■ Your objective
Copy out exactly the lines from the one containing "In this picture, where can the dried" to the end of the records below, both included, and nothing else.

■ Data

------------

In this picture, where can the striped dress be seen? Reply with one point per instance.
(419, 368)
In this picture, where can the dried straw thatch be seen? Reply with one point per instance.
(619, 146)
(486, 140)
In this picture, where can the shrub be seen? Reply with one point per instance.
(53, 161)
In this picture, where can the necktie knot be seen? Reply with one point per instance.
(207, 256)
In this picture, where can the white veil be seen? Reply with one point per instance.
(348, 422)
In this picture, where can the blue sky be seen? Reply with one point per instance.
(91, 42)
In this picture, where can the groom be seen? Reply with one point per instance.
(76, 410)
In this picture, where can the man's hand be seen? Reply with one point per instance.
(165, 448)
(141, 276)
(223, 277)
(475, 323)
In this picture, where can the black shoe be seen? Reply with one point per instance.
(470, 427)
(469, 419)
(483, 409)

------------

■ Written answer
In this picture, where can the dried straw thatch be seen? Reply with one point per instance.
(619, 146)
(486, 140)
In this picture, where can the shrub be seen? Reply with one point per instance.
(53, 161)
In this picture, where can the necktie knot be seen? Reply with one point per instance.
(207, 256)
In this picture, where can the white veil be seen? Reply with one point per instance.
(348, 422)
In this picture, where can the blue sky be seen? Reply with one point per instance.
(91, 42)
In this picture, where can the groom be seen? Reply with one point per instance.
(76, 410)
In this picture, where can the man's hand be seen? Reply with one point per instance.
(165, 448)
(141, 276)
(223, 277)
(475, 323)
In this picture, where can the black shoe be seen? Reply with one point per instance.
(470, 427)
(469, 419)
(483, 409)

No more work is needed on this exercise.